◆ WHAT YOU WILL DO
Copy the records verbatim, starting at their first line and ending at the line that contains "pixel 37 39", with that line included.

(begin)

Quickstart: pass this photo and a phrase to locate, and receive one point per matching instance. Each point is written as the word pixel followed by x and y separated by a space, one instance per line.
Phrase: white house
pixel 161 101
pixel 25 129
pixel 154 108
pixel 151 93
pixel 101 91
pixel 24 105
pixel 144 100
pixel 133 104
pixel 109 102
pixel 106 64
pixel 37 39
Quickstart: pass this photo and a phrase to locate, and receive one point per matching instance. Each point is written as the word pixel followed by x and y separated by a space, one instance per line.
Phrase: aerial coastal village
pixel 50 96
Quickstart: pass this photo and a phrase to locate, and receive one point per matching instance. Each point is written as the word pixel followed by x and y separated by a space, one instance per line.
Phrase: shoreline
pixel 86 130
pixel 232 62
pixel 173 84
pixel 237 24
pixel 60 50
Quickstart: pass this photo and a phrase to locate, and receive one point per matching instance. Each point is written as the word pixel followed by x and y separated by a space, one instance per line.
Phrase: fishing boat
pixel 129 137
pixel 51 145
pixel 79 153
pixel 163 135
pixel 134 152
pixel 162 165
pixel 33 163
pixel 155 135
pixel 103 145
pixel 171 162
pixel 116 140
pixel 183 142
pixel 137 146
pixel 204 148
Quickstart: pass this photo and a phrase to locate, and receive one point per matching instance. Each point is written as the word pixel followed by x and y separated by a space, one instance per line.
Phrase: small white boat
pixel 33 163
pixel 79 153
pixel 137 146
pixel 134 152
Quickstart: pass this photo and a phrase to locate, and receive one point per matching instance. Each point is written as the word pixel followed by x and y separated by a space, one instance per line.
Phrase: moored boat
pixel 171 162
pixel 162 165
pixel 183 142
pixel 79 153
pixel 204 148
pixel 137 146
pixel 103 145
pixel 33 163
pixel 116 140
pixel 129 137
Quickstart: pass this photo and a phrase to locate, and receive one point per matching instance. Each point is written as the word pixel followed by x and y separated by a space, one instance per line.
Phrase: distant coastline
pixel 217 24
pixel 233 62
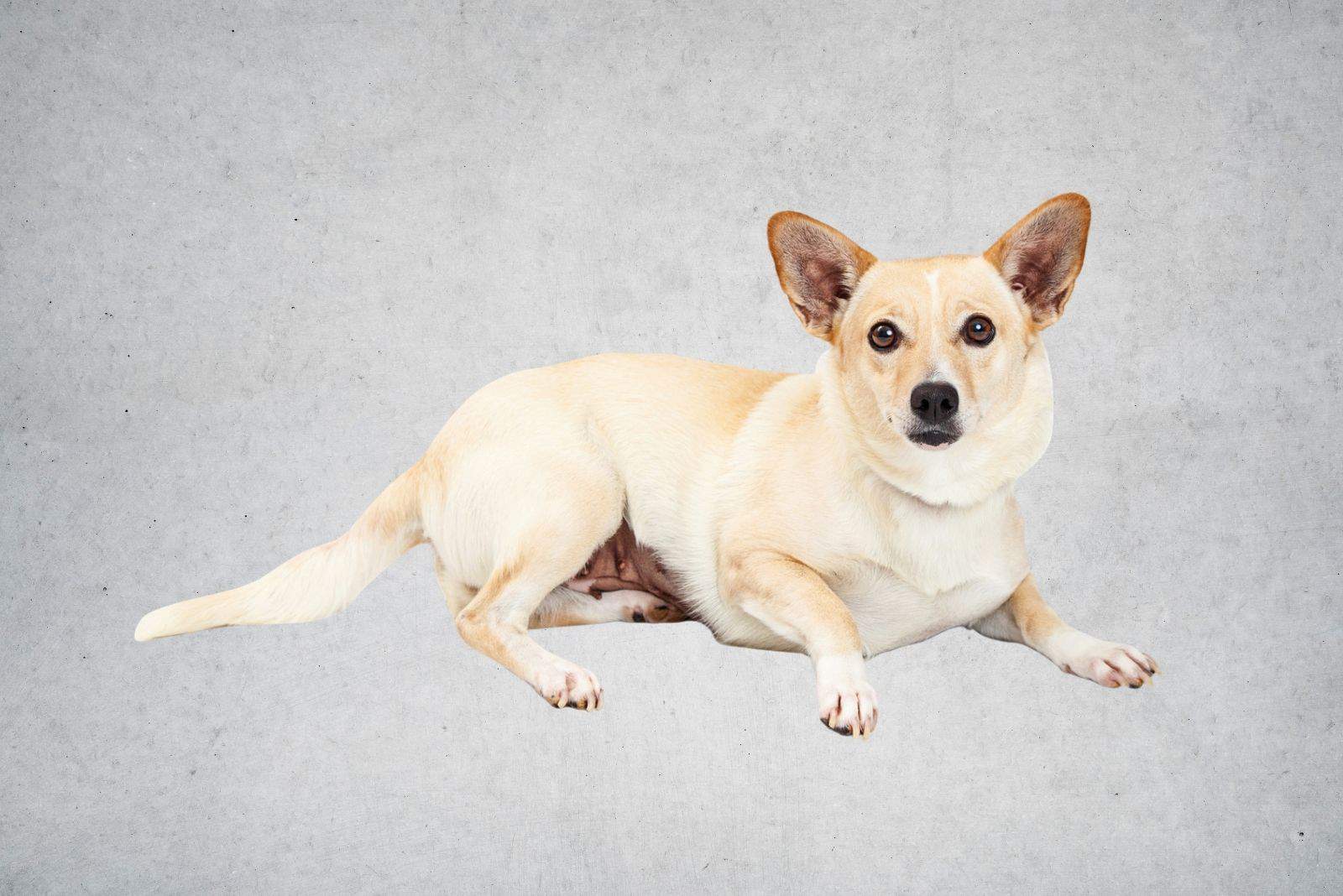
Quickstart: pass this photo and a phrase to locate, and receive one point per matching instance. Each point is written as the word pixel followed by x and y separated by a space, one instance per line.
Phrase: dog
pixel 845 513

(end)

◆ SOLUTION
Quickstart: pass this photo and a phrase to locate, and receive one point per matching instance. Each point is written as the word pixel followed by x and y separated by a space, one instance per line.
Phrase: white house
pixel 161 101
pixel 25 129
pixel 154 108
pixel 151 93
pixel 101 91
pixel 24 105
pixel 144 100
pixel 133 104
pixel 109 102
pixel 106 64
pixel 37 39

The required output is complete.